--- Task objective ---
Arrange the data that follows as a Markdown table with the columns "Number" and "Data line," giving each line a row and its number, with blank lines left out. Exclude the pictures from the table.

[Position identification data]
+ + + + +

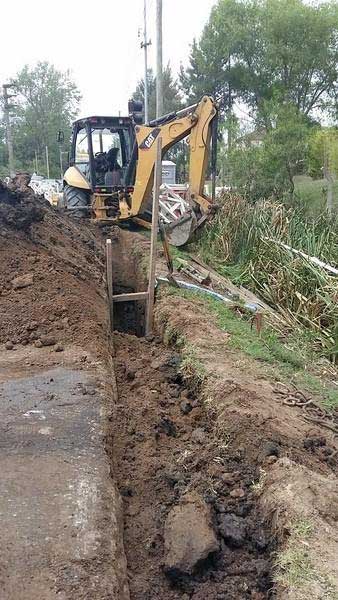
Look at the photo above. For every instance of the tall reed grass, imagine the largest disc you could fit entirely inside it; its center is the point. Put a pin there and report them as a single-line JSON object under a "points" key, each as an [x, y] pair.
{"points": [[236, 244]]}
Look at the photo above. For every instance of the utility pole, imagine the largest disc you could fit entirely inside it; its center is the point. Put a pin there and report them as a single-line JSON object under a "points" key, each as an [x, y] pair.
{"points": [[159, 66], [145, 45], [7, 107], [47, 162]]}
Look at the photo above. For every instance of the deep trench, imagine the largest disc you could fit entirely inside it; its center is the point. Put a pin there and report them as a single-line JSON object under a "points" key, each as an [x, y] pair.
{"points": [[157, 458]]}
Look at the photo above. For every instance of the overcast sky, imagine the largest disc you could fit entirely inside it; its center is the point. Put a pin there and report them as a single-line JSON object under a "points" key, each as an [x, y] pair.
{"points": [[98, 41]]}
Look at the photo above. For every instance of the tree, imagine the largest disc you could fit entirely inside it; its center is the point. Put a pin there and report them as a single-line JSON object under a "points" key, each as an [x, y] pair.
{"points": [[263, 50], [172, 100], [323, 160], [268, 168], [47, 102]]}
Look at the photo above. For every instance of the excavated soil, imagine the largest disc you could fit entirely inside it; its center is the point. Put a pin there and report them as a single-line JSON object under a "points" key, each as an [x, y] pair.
{"points": [[51, 274], [226, 442], [161, 454]]}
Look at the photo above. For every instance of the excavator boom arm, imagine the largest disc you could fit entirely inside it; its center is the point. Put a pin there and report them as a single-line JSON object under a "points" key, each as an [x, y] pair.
{"points": [[194, 121]]}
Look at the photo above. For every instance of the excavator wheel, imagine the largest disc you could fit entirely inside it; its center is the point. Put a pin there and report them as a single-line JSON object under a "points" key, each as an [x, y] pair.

+ + + + +

--- Worked answer ---
| Number | Data line |
|---|---|
| 1 | Look at the photo above. For every instance of the tall reed grass, imagine the largest disc you could fit entirely inside it; its center is the point. Put a pin there and report them as a single-line JSON object under a "points" key, each as an [x, y] pair. |
| 2 | {"points": [[236, 244]]} |
| 3 | Look at the photo above. For every instance of the utility pole, imagine the largest disc you could fit entirely inside it; its center is the point. Put a pin there and report them as a single-line JSON object under a "points" key, each as an [x, y] pair. |
| 4 | {"points": [[159, 66], [145, 45], [7, 107], [47, 162]]} |
| 5 | Look at the photo above. For every instance of the deep trench, imagine the largest disc you could fit entirely inside it; its center is the point. Put a pin there and report them as a single-line JSON object under a "points" key, each as an [x, y] pair. |
| 6 | {"points": [[157, 458]]} |
| 7 | Look at the photo above. For every instance of the overcast sky, imagine the largest disc you could fit entirely inside it; its center is the point. Put a pin there and report them as a single-line JSON object under a "points" key, each as an [x, y] pair. |
| 8 | {"points": [[98, 41]]} |
| 9 | Look at the photo above. For every instance of the tree, imagine the largest disc you could fit entirely inside it; its center is the point. Put a pin there and report them as a single-line JSON object under a "points" key, each as an [x, y] pair. |
| 10 | {"points": [[263, 50], [172, 100], [323, 160], [268, 168], [47, 102]]} |
| 11 | Look at the photo above. For every instance of the excavated soil, imagine the largest disc you could fit entirely inside it; its center is the point. Put a pin there and report them as a single-line JSON object under a "points" key, each as an [x, y] pair. |
| 12 | {"points": [[51, 274], [226, 442], [161, 454]]} |
| 13 | Look at the photo above. For every instance of the excavator boom arm, imagine the largest disc you could fit entirely inside it; its center is the point. Put a pin there and report them as a single-line JSON object under a "points" key, each as an [x, y] pair. |
| 14 | {"points": [[194, 121]]} |
| 15 | Look at the photo above. For every instance of the excavator wheel, imagine the largest disc you could fit entirely inside it; its center is the point. Put a pin there and report them as a single-line JSON object under a "points" key, each as an [x, y] pair. |